## TASK INSTRUCTIONS
Reproduce the material below verbatim, beginning at the line that contains "the white chest" and continuing through the end of the material.

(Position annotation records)
"""

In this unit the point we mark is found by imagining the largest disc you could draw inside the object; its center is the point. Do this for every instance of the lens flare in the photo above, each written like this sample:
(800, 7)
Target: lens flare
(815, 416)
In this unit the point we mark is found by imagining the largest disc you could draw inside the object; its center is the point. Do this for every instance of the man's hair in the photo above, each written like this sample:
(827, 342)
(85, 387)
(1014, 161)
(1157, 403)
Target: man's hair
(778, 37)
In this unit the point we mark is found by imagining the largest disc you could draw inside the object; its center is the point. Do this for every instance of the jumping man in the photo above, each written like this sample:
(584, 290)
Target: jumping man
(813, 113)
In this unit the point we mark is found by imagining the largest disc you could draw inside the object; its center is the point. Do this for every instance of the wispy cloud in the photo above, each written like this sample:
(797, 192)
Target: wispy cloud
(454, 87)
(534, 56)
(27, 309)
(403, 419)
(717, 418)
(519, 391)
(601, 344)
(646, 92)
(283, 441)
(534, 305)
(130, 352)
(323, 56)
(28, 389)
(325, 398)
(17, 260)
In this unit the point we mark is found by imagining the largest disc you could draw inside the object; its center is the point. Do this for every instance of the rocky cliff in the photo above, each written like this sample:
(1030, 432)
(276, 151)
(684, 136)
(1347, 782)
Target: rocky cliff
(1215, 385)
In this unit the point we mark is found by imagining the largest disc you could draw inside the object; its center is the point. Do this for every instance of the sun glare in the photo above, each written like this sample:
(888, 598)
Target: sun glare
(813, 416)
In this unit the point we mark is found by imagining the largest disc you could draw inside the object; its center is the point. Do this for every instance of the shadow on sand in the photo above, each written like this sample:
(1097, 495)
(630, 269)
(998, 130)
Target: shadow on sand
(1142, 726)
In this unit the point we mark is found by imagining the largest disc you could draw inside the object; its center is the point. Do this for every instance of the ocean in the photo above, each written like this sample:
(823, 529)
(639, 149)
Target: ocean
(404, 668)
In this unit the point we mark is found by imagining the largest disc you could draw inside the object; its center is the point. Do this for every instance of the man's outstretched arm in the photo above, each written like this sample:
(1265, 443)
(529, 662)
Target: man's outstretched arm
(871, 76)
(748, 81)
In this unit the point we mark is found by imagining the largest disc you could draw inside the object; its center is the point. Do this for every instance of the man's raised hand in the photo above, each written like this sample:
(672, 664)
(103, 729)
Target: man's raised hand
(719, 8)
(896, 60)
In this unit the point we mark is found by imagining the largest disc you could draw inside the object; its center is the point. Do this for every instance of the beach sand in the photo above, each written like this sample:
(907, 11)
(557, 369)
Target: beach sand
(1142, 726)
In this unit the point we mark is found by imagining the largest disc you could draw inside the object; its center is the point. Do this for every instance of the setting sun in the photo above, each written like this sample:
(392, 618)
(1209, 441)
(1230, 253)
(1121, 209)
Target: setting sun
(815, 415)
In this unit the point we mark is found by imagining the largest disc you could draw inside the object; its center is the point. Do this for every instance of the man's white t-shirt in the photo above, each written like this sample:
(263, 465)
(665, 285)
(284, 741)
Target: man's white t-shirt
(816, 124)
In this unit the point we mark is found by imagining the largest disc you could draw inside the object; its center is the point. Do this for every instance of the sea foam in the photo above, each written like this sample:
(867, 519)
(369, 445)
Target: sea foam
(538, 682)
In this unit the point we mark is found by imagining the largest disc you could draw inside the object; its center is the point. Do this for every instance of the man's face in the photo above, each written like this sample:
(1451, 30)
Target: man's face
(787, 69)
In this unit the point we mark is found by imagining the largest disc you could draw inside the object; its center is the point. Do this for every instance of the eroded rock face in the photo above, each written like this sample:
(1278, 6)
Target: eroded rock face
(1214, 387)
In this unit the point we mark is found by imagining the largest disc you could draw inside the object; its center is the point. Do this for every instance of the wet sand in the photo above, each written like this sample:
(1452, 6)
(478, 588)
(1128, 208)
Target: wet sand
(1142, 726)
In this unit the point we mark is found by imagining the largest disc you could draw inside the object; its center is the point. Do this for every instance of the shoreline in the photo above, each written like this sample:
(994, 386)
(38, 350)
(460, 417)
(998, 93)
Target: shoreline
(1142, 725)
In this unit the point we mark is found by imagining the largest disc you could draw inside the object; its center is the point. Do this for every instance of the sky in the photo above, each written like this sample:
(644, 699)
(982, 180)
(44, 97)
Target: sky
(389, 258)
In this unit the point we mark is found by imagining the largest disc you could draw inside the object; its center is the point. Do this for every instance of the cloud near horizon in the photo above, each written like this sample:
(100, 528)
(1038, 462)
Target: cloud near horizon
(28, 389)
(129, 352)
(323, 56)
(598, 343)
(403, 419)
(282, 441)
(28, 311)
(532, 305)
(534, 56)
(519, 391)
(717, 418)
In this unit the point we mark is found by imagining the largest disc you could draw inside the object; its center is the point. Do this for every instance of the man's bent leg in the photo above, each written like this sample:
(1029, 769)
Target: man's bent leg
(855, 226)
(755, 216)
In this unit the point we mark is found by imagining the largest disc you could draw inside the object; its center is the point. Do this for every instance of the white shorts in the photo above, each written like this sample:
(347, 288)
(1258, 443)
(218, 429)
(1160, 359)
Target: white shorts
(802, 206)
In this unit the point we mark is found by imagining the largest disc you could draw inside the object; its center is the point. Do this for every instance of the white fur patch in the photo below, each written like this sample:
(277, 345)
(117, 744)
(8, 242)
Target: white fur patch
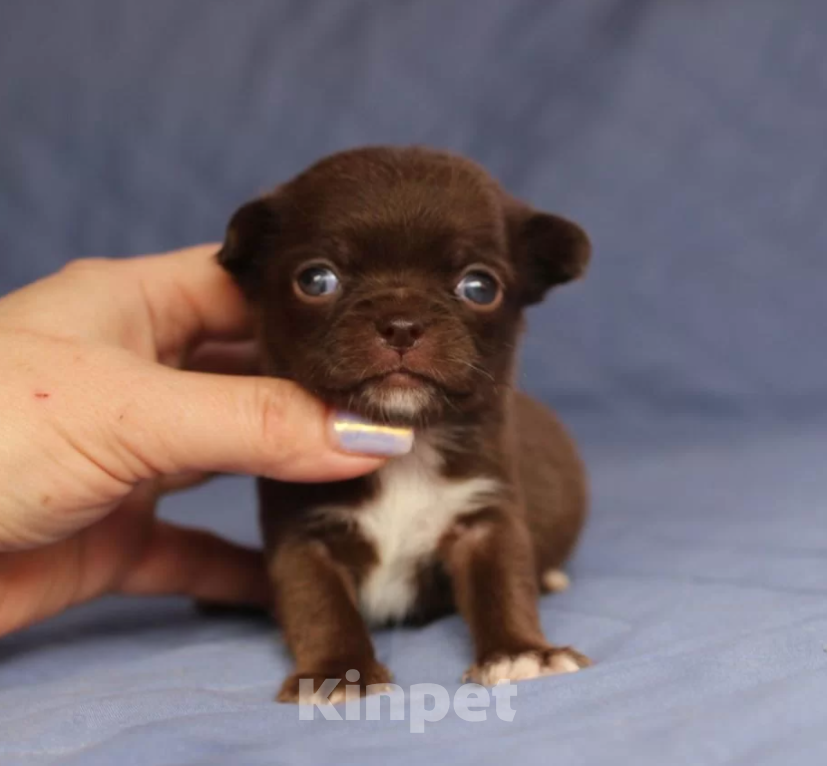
(521, 668)
(414, 506)
(395, 402)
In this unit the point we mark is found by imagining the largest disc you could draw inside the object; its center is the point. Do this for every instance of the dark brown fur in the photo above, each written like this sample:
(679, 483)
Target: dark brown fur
(402, 225)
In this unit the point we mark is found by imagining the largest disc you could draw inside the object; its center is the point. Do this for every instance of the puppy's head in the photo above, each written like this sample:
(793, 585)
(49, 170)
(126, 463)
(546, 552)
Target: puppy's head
(391, 282)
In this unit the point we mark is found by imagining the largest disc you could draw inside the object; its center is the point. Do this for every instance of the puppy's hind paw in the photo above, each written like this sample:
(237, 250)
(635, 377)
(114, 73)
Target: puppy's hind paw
(555, 581)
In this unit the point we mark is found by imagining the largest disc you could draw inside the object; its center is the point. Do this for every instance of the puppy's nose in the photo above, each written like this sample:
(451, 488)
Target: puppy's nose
(400, 333)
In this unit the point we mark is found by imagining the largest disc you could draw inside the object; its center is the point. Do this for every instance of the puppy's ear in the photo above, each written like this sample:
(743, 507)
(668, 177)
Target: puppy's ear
(548, 250)
(251, 236)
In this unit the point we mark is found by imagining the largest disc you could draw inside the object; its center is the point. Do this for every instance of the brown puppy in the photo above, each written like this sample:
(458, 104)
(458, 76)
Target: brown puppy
(391, 283)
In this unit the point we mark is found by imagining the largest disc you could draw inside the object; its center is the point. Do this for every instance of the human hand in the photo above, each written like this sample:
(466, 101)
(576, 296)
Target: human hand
(100, 417)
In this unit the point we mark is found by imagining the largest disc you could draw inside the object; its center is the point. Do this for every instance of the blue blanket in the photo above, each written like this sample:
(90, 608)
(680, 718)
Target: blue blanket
(688, 139)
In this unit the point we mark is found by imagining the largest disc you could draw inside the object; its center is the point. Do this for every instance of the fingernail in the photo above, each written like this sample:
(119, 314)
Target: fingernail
(354, 434)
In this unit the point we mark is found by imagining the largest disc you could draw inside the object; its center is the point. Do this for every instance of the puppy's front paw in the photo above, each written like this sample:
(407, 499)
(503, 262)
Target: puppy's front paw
(506, 668)
(339, 683)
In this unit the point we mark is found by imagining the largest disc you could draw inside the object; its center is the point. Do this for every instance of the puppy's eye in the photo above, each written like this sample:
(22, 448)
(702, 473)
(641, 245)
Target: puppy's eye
(479, 287)
(317, 281)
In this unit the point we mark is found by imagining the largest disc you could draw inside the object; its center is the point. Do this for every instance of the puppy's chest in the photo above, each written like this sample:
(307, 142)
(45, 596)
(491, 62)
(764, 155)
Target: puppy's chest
(413, 507)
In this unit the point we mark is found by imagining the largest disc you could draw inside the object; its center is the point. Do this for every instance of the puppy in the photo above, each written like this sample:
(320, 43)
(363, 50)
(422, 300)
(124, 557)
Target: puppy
(391, 283)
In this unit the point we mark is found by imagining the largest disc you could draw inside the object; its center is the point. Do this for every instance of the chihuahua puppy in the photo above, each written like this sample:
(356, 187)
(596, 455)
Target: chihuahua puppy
(391, 283)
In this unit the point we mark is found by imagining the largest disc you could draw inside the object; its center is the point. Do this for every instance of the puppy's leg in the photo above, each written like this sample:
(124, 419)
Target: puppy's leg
(316, 607)
(489, 559)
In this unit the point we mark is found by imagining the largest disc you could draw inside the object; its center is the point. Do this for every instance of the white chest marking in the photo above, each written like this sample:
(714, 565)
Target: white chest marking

"""

## ANSWER
In this unit the point we mark is found by imagining the largest disc you could draw inside the object; its center is the point. Do this for every instance of the white chest marking in the photo above, each written like this sample:
(714, 565)
Target: white chest marking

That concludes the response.